## BEGIN DATA IN THIS EXERCISE

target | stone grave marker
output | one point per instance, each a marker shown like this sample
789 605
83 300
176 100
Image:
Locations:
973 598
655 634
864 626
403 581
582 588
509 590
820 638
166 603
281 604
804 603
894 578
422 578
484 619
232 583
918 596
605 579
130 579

## END DATA IN THIS EXERCISE

CHALLENGE: Rewrite all of the lines above, including the requests. Scale each coordinate in the answers by 1.15 and round to a whole number, with halves rounded up, but leave the numbers in the requests and their sample unchanged.

COMPLETED EXERCISE:
target | stone grave marker
output | one point per instance, each a marker shown like this sample
789 605
83 300
176 100
Image:
Locations:
1119 688
753 729
994 720
463 668
669 676
585 679
943 734
191 693
323 695
925 693
1028 665
485 665
557 712
267 670
1056 685
696 666
150 666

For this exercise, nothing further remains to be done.